■ PROBLEM REQUIREMENTS ■
Without including any images, reproduce each entry exactly.

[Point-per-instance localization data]
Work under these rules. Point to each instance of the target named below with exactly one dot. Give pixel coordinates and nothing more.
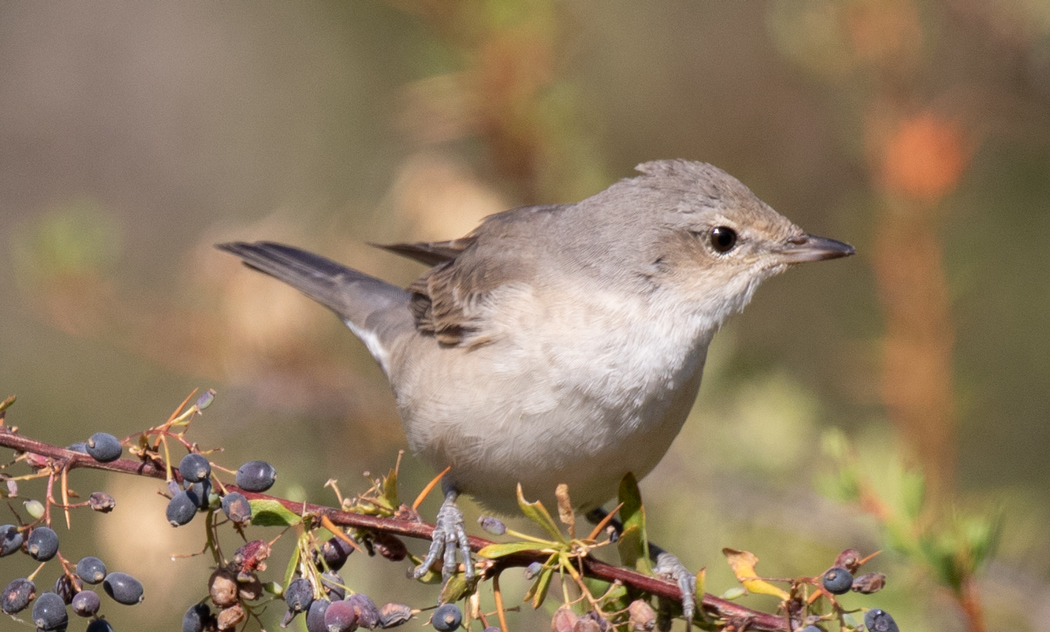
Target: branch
(714, 607)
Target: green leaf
(912, 493)
(501, 549)
(390, 490)
(272, 513)
(538, 513)
(539, 590)
(293, 563)
(633, 513)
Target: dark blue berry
(48, 612)
(67, 587)
(236, 507)
(315, 616)
(194, 467)
(298, 595)
(335, 550)
(197, 618)
(838, 581)
(86, 603)
(43, 544)
(256, 476)
(333, 585)
(340, 617)
(11, 540)
(879, 620)
(182, 508)
(446, 617)
(123, 588)
(17, 595)
(90, 569)
(104, 447)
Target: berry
(315, 616)
(236, 507)
(17, 595)
(298, 595)
(43, 544)
(492, 525)
(838, 581)
(194, 467)
(11, 540)
(197, 618)
(102, 502)
(104, 447)
(90, 569)
(201, 492)
(123, 588)
(182, 508)
(48, 612)
(446, 617)
(256, 476)
(86, 603)
(878, 619)
(340, 617)
(333, 585)
(67, 587)
(393, 615)
(364, 610)
(335, 550)
(35, 508)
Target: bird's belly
(540, 429)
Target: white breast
(580, 387)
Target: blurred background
(135, 135)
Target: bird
(558, 343)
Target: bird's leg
(449, 535)
(667, 566)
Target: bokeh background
(135, 135)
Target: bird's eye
(722, 238)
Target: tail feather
(374, 310)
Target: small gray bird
(559, 343)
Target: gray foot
(449, 535)
(671, 568)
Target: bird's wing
(449, 301)
(429, 253)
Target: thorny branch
(713, 607)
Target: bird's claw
(449, 536)
(671, 568)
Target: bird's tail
(376, 311)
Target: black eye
(722, 238)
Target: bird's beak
(811, 248)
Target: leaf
(630, 547)
(455, 589)
(508, 548)
(390, 490)
(633, 514)
(272, 513)
(538, 513)
(743, 564)
(538, 592)
(293, 563)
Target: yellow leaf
(743, 564)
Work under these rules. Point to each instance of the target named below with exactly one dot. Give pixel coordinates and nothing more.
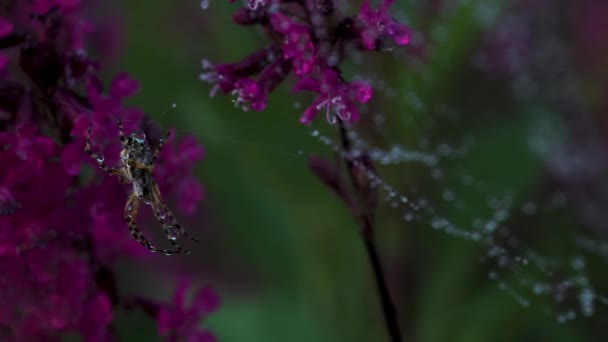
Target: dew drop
(138, 136)
(172, 232)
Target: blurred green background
(281, 248)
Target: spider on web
(136, 166)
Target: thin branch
(368, 199)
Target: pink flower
(297, 43)
(379, 22)
(335, 95)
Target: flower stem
(366, 217)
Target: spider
(137, 163)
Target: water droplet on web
(138, 136)
(586, 299)
(172, 232)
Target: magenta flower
(379, 22)
(311, 39)
(335, 96)
(179, 323)
(297, 45)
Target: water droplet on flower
(172, 232)
(138, 136)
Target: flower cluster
(308, 39)
(60, 230)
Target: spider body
(137, 161)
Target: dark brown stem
(366, 218)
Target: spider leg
(100, 160)
(121, 132)
(131, 209)
(173, 229)
(161, 143)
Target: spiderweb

■ ANSWER SPACE ■
Work under these rules. Point to each instance of the target named below with exactly one dot. Give pixel coordinates and nothing more.
Target: branch
(714, 607)
Target: green leaf
(912, 493)
(501, 549)
(390, 490)
(272, 513)
(538, 513)
(539, 590)
(293, 563)
(633, 513)
Target: dark blue berry
(48, 612)
(67, 587)
(236, 507)
(315, 616)
(194, 467)
(298, 595)
(335, 550)
(197, 618)
(838, 581)
(86, 603)
(43, 544)
(256, 476)
(333, 585)
(340, 617)
(11, 540)
(879, 620)
(182, 508)
(446, 617)
(123, 588)
(17, 595)
(90, 569)
(104, 447)
Target: berry
(315, 616)
(236, 507)
(17, 595)
(298, 595)
(43, 544)
(492, 525)
(838, 581)
(194, 467)
(11, 540)
(197, 618)
(102, 502)
(104, 447)
(90, 569)
(201, 492)
(123, 588)
(182, 508)
(48, 612)
(446, 617)
(256, 476)
(86, 603)
(878, 619)
(340, 617)
(333, 585)
(67, 587)
(393, 615)
(364, 610)
(335, 550)
(35, 508)
Target: bird's belly
(540, 429)
Target: white breast
(580, 387)
Target: blurred background
(135, 135)
Target: bird
(558, 343)
Target: bird's leg
(449, 535)
(667, 566)
Target: bokeh background
(135, 135)
Target: bird's eye
(722, 238)
Target: tail feather
(374, 310)
Target: small gray bird
(559, 343)
Target: gray foot
(449, 535)
(671, 568)
Target: bird's wing
(449, 301)
(429, 253)
Target: thorny branch
(713, 607)
Target: bird's claw
(449, 536)
(671, 568)
Target: bird's tail
(376, 311)
Target: black eye
(722, 238)
Target: bird's beak
(811, 248)
Target: leaf
(630, 547)
(455, 589)
(508, 548)
(390, 490)
(633, 514)
(272, 513)
(538, 513)
(743, 564)
(538, 592)
(293, 563)
Target: yellow leaf
(743, 564)
Work under these rules. Point to each instance of the target named below with exactly one dot. Give pixel coordinates and nothing more.
Target: dew drop
(138, 136)
(172, 232)
Target: blurred green background
(281, 248)
Target: spider on web
(136, 166)
Target: thin branch
(368, 199)
Target: pink flower
(297, 43)
(379, 22)
(335, 95)
Target: flower stem
(366, 217)
Target: spider
(137, 163)
Target: water droplet on web
(138, 136)
(586, 299)
(172, 232)
Target: magenta flower
(379, 22)
(311, 39)
(335, 96)
(179, 323)
(297, 45)
Target: water droplet on flower
(172, 232)
(138, 136)
Target: flower cluster
(308, 39)
(60, 230)
Target: spider body
(137, 161)
Target: dark brown stem
(366, 218)
Target: spider leg
(100, 160)
(121, 132)
(131, 209)
(173, 229)
(161, 143)
Target: spiderweb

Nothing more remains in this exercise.